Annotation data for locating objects
##############################
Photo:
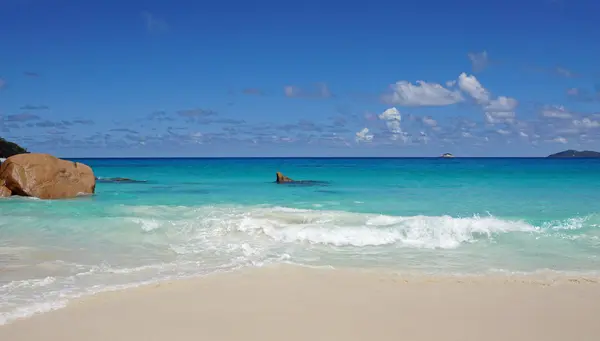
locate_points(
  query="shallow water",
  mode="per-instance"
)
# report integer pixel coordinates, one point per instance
(197, 216)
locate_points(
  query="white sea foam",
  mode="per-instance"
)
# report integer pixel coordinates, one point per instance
(136, 245)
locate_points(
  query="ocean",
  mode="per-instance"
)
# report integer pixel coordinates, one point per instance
(193, 217)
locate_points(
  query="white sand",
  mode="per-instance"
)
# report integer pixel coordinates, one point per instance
(290, 303)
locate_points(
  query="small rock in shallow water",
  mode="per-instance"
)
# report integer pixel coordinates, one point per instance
(121, 180)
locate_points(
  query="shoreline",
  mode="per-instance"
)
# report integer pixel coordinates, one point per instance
(354, 304)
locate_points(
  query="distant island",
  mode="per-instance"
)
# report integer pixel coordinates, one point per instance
(575, 154)
(8, 149)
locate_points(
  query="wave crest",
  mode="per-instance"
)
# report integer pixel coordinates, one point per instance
(336, 228)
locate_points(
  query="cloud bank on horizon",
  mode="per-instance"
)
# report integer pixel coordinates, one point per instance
(116, 80)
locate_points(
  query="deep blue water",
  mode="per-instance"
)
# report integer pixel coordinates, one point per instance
(196, 216)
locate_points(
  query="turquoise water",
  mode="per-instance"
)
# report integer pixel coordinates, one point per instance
(198, 216)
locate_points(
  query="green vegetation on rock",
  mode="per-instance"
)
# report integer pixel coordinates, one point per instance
(8, 149)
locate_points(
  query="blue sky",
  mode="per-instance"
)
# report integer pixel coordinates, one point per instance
(238, 78)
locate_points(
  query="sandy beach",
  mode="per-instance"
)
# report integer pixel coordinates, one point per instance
(294, 303)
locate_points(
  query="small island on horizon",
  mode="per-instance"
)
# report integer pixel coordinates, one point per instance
(575, 154)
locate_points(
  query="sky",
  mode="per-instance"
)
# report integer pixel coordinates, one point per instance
(311, 78)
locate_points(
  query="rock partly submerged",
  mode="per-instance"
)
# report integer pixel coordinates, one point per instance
(46, 177)
(282, 179)
(119, 180)
(4, 191)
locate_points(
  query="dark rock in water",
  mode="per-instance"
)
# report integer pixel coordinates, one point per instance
(119, 180)
(575, 154)
(282, 179)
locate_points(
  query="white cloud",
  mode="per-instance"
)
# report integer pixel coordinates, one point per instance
(364, 136)
(573, 92)
(390, 114)
(586, 123)
(429, 121)
(392, 119)
(473, 88)
(421, 94)
(556, 111)
(501, 110)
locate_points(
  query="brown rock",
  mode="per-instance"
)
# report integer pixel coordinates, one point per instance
(282, 178)
(4, 191)
(46, 177)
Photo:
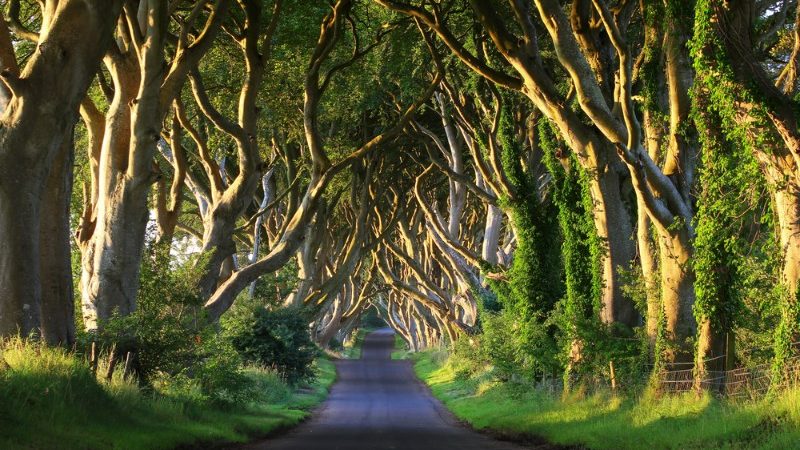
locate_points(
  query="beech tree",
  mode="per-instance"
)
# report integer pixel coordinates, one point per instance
(41, 109)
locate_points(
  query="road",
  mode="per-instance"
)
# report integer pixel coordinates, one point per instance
(377, 404)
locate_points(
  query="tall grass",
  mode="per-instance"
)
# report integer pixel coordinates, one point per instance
(50, 399)
(606, 421)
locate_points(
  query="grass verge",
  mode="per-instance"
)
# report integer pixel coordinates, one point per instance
(613, 422)
(50, 399)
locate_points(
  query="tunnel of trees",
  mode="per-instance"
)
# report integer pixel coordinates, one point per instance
(579, 190)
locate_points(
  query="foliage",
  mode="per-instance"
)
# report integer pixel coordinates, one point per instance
(52, 391)
(276, 338)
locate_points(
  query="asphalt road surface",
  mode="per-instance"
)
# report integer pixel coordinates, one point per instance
(379, 404)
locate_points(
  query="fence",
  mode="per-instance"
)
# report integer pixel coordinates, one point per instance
(743, 383)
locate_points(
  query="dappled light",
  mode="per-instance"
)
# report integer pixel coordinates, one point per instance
(576, 221)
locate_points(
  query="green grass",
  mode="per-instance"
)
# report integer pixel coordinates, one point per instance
(50, 399)
(609, 422)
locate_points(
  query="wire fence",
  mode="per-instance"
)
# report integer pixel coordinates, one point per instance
(740, 383)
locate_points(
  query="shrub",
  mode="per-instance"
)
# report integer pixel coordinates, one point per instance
(277, 338)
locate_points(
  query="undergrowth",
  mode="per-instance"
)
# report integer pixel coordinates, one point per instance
(49, 398)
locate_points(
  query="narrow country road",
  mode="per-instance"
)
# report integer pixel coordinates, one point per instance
(379, 404)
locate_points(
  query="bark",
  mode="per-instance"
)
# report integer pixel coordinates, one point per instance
(787, 210)
(58, 306)
(144, 91)
(43, 108)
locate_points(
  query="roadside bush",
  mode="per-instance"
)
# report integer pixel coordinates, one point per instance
(278, 339)
(177, 352)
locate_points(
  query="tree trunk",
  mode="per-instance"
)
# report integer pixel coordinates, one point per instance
(42, 110)
(58, 307)
(677, 295)
(614, 230)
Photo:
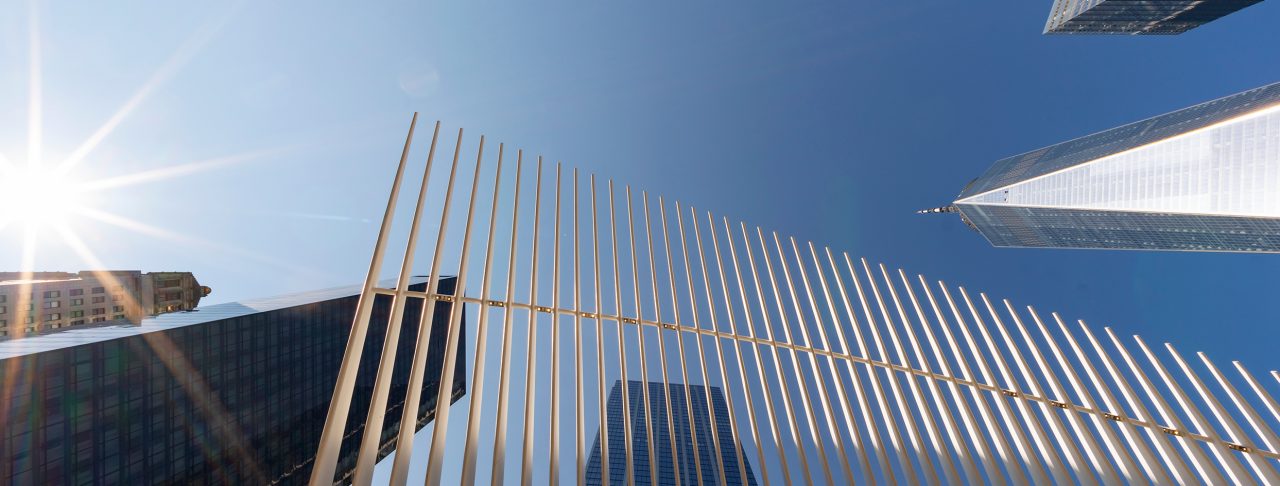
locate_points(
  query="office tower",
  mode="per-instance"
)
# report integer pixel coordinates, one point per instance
(232, 394)
(689, 429)
(1203, 178)
(836, 371)
(1137, 17)
(35, 302)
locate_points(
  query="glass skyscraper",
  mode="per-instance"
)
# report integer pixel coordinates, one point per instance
(1137, 17)
(233, 393)
(1203, 178)
(686, 429)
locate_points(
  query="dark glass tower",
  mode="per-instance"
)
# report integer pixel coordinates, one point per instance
(233, 393)
(1137, 17)
(1203, 178)
(699, 423)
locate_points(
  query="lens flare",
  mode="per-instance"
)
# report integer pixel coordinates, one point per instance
(37, 197)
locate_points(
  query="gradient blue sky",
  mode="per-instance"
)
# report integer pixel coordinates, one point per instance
(830, 122)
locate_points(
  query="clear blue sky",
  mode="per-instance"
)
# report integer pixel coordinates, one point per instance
(830, 122)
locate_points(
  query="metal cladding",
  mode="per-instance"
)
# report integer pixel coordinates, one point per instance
(1137, 17)
(836, 371)
(1203, 178)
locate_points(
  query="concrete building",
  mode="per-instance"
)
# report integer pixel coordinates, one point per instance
(1137, 17)
(44, 301)
(231, 394)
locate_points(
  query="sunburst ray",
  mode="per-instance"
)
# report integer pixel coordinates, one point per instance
(191, 379)
(117, 220)
(183, 169)
(35, 86)
(172, 65)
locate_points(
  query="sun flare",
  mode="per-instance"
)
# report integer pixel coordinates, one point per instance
(39, 197)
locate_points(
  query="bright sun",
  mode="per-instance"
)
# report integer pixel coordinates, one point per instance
(39, 197)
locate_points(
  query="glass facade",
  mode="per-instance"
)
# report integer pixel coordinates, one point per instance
(237, 399)
(1206, 178)
(1137, 17)
(686, 429)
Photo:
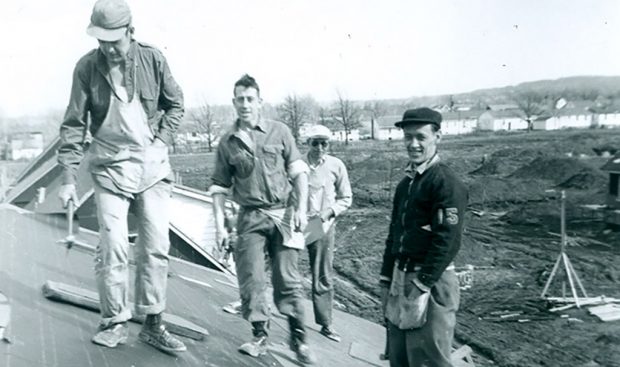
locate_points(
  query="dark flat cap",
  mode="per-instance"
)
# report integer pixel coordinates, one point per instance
(420, 115)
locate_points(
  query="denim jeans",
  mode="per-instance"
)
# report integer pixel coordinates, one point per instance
(321, 254)
(430, 345)
(257, 233)
(151, 208)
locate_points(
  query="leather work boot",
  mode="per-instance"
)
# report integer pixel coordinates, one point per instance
(330, 333)
(298, 343)
(258, 345)
(154, 333)
(112, 335)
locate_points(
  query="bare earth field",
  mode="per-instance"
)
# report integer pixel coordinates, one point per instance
(510, 239)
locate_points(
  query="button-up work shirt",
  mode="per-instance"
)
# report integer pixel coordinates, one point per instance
(147, 76)
(258, 164)
(328, 186)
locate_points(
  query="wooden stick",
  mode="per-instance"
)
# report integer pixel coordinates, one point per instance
(570, 265)
(553, 271)
(570, 280)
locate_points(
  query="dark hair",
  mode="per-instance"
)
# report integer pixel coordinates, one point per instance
(247, 82)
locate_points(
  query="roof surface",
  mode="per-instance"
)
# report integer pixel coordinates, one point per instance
(47, 333)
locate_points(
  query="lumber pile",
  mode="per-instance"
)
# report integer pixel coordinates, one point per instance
(608, 312)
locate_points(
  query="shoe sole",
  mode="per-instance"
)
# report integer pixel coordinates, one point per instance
(331, 337)
(120, 342)
(152, 342)
(256, 354)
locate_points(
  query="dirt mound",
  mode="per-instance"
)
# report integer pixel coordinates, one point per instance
(505, 161)
(555, 169)
(494, 190)
(585, 180)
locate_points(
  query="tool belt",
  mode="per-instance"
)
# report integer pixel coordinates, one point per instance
(409, 265)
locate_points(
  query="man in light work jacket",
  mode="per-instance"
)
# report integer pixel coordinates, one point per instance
(134, 105)
(420, 287)
(329, 195)
(258, 160)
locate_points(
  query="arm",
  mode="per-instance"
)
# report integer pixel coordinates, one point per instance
(297, 171)
(222, 181)
(171, 101)
(446, 226)
(344, 196)
(221, 234)
(389, 259)
(300, 187)
(74, 126)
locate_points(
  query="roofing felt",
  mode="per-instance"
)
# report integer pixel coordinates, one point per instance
(47, 333)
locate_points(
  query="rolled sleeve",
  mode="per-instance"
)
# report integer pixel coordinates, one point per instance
(171, 101)
(216, 189)
(74, 126)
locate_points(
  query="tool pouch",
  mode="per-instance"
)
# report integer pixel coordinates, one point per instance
(406, 309)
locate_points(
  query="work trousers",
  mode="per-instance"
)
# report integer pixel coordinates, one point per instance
(151, 208)
(430, 345)
(321, 253)
(258, 233)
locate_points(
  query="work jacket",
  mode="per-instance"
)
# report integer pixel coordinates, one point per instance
(427, 222)
(147, 76)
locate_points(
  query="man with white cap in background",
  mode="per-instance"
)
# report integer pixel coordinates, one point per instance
(329, 195)
(125, 97)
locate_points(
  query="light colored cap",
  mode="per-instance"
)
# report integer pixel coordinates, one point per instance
(319, 131)
(109, 20)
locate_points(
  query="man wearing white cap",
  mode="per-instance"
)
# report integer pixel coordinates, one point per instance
(124, 95)
(329, 195)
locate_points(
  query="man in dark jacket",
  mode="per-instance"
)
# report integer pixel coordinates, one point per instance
(124, 96)
(419, 286)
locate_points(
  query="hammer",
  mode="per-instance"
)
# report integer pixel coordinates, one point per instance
(69, 241)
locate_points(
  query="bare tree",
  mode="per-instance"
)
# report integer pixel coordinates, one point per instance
(377, 109)
(294, 112)
(204, 117)
(531, 104)
(347, 115)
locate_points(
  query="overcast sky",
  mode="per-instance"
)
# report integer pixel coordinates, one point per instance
(366, 49)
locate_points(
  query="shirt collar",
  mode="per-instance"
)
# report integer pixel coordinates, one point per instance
(320, 161)
(260, 126)
(102, 63)
(412, 169)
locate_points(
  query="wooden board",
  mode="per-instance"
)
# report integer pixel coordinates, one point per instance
(367, 353)
(90, 300)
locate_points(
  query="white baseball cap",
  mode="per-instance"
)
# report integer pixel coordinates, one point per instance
(319, 131)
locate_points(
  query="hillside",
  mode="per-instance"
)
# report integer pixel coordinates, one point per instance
(510, 239)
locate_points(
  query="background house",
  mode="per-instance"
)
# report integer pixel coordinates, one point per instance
(26, 145)
(504, 120)
(385, 129)
(613, 194)
(563, 119)
(460, 122)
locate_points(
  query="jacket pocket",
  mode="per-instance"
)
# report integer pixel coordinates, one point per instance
(149, 103)
(243, 163)
(272, 157)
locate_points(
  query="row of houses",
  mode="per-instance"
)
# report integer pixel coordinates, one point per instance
(468, 121)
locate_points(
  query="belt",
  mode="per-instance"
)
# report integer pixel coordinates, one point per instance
(408, 265)
(265, 207)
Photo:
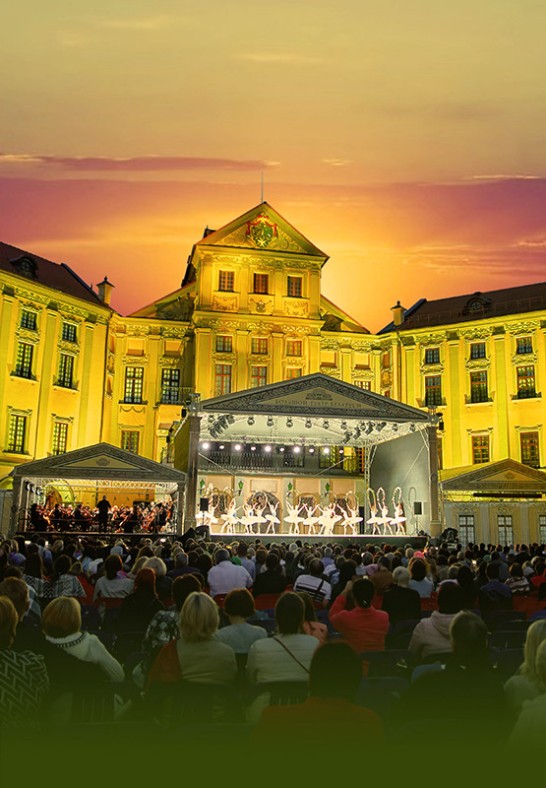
##############################
Pick out every line of the material above that contains the string "island", and copy each one.

SOLUTION TO THE PROBLEM —
  query="distant island",
  query="small island on horizon",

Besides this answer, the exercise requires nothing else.